Some of the UK’s biggest cities have been forced to cancel Bonfire Night fireworks displays due to the cost-of-living crisis.
Manchester, Leeds, Hackney, Cardiff and Glasgow are just a few of the places giving firework displays the chop due to a lack of funds.
Manchester City Council announced today that ‘escalating costs’ were to blame for its decision to call off the event, which usually attracts over 100,000 people.
Glasgow has been forced to cancel its impressive display for the third year in a row – after Covid restrictions saw it postponed for the last two years.
Others authorities have also warned that they will need support to push on with their events as potential budget cuts loom.
A Manchester City Council spokesperson said: ‘A combination of factors including the escalating costs of delivering large bonfire events, increasing safety and organisational measures needed and increased pressure on council budgets have ultimately led to the decision.
‘The council will assess the impact of this year’s events not going ahead as part of a review into the approach to future bonfire events.
Elsewhere, Hackney Council in London announced a need to ‘weigh up their priorities’ following a recent dent on finances.
And it also said the decision had aligned with environmental concerns about air quality and pollution from the fireworks.
Councillor Caroline Woodley said: ‘While we’re sorry not to be hosting a fireworks display in Clissold Park this year, we have to weigh up our priorities as our finances continue to come under pressure from rising inflation and costs.’
In London, Arnos Grove, Blackheath and Southwark, have also put a stop to their community firework displays this year.
Cardiff’s four-decade running event has further been cancelled ‘for the foreseeable future’ because organisers can’t keep up with the spiralling costs.
Likewise, Leeds City Council announced that constraints on its constituents’ budgets were increasing demand for services and support.
Electricity, gas, and fuel costs have also drastically increased for the council and they expected restarting the bonfires this year would cost well over £200,000.
Normally the council funds licensed contractors to run free bonfires and fireworks events, including one at Roundhay Park that attracts thousands of people each year.
Seaford’s popular bonfire night organisers have also been forced to begin crowdfunding for their free bonfire night because costs have almost doubled over four years.
Full list of cancelled fireworks events
Cash strapped councils who have had to cancel Bonfire Night displays
- Tockwith Show
- Leverhulme Park, Bolton
The East Sussex event normally brings in 10,000 people each year.

○ ○ ○

**EXERCISE TASKS**
**a.** In the article on cancelled Bonfire Night displays, how many people does Manchester's event usually attract?
**b.** In the article on cancelled Bonfire Night displays, repeat everything from "Councillor Caroline Woodley" down to "well over £200,000." word for word.
**c.** Translate this sentence from the article on cancelled Bonfire Night displays into Spanish: "Glasgow has been forced to cancel its impressive display for the third year in a row – after Covid restrictions saw it postponed for the last two years."

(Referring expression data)
○ ○ ○

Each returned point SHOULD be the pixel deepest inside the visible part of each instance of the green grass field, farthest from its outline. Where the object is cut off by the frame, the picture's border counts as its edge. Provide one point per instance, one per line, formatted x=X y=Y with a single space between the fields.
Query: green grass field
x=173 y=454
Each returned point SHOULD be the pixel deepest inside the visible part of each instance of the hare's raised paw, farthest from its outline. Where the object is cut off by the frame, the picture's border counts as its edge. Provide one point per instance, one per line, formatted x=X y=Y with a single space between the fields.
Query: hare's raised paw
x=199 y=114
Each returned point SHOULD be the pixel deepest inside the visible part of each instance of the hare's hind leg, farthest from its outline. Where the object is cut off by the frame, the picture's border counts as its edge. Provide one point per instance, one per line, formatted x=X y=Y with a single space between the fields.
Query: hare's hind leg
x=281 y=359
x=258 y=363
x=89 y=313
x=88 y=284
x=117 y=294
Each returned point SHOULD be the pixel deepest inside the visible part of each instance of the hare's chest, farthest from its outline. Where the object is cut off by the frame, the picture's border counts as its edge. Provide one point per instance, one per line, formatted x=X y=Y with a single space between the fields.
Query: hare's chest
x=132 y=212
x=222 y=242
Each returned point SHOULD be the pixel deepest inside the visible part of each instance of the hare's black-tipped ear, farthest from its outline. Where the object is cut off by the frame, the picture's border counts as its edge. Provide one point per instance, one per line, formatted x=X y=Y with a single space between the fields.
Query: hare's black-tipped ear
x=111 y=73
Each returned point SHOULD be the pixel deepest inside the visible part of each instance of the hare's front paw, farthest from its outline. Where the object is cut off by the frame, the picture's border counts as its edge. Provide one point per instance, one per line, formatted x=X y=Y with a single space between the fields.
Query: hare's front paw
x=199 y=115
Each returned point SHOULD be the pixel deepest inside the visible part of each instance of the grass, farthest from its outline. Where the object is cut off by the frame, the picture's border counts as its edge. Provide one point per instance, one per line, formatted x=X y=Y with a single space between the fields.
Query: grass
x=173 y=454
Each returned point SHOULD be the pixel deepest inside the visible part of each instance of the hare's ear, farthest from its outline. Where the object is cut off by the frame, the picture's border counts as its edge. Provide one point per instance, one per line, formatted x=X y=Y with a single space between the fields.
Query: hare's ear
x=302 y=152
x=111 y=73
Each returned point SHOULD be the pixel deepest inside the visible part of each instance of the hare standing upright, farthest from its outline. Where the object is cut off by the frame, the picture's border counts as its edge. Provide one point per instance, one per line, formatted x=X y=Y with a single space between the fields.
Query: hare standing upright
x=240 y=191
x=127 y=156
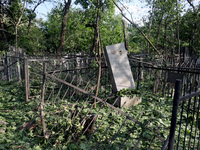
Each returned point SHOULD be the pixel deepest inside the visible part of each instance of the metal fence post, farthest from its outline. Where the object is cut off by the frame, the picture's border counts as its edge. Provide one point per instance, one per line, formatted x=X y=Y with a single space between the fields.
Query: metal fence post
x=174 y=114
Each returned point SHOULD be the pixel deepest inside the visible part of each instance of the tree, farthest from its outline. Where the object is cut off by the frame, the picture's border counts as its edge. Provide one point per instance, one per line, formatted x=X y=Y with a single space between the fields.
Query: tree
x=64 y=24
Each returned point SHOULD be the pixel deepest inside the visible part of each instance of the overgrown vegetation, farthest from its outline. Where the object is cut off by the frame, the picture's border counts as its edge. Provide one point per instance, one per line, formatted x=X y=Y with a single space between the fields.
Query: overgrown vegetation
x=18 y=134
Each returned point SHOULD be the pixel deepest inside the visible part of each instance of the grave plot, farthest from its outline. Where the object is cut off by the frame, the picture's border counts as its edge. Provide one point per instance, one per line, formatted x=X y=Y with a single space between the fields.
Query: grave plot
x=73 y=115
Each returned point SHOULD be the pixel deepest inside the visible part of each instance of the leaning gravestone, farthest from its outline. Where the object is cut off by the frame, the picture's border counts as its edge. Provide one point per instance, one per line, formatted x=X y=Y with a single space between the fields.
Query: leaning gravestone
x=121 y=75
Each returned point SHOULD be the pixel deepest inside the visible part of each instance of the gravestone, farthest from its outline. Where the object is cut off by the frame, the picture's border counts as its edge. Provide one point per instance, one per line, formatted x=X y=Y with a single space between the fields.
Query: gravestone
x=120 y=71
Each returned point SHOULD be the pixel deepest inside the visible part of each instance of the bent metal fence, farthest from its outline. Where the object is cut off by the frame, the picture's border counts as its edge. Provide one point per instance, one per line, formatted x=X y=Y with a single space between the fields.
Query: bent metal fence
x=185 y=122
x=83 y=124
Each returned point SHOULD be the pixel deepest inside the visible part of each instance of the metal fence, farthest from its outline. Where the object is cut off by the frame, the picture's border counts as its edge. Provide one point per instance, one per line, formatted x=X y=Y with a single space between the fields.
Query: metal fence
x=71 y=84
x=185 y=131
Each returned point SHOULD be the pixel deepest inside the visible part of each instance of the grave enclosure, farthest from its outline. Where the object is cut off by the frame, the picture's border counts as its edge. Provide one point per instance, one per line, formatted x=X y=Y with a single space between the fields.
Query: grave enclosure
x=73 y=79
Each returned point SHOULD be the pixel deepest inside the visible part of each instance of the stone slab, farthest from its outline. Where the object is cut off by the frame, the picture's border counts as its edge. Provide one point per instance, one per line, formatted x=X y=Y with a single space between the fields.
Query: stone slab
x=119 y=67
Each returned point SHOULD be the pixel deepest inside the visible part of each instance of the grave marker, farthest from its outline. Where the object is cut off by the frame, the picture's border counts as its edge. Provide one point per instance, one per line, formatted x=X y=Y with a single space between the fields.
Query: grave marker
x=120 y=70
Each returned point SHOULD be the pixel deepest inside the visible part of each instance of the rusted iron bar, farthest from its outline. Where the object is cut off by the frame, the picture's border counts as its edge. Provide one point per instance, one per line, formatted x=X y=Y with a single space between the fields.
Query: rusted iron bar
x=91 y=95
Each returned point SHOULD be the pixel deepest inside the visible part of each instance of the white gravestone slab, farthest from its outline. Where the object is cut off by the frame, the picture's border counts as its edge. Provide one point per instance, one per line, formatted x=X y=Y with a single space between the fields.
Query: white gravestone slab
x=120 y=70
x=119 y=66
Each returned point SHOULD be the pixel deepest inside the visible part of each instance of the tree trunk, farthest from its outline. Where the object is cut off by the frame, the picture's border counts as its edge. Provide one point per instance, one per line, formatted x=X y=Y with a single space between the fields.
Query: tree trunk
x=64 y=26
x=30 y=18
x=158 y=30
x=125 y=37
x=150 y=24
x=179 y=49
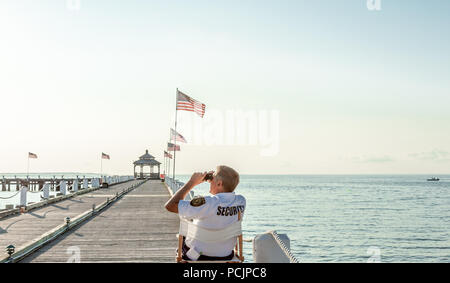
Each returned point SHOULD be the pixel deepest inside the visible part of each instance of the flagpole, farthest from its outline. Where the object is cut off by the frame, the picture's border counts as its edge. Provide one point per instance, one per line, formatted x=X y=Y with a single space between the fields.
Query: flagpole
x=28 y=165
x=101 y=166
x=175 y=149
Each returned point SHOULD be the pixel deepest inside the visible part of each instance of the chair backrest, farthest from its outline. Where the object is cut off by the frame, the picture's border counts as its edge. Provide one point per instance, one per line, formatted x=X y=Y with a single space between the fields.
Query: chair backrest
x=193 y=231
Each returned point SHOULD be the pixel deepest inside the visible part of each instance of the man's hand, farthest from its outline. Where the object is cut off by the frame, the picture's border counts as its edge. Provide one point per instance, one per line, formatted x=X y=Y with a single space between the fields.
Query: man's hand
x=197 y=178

○ ○ ○

**RESPONSES TO THE EXERCISE**
**a.** Over 100,000 people.

**b.**
Councillor Caroline Woodley said: ‘While we’re sorry not to be hosting a fireworks display in Clissold Park this year, we have to weigh up our priorities as our finances continue to come under pressure from rising inflation and costs.’
In London, Arnos Grove, Blackheath and Southwark, have also put a stop to their community firework displays this year.
Cardiff’s four-decade running event has further been cancelled ‘for the foreseeable future’ because organisers can’t keep up with the spiralling costs.
Likewise, Leeds City Council announced that constraints on its constituents’ budgets were increasing demand for services and support.
Electricity, gas, and fuel costs have also drastically increased for the council and they expected restarting the bonfires this year would cost well over £200,000.

**c.** Glasgow se ha visto obligada a cancelar su impresionante espectáculo por tercer año consecutivo, después de que las restricciones por la covid hicieran que se aplazara durante los dos últimos años.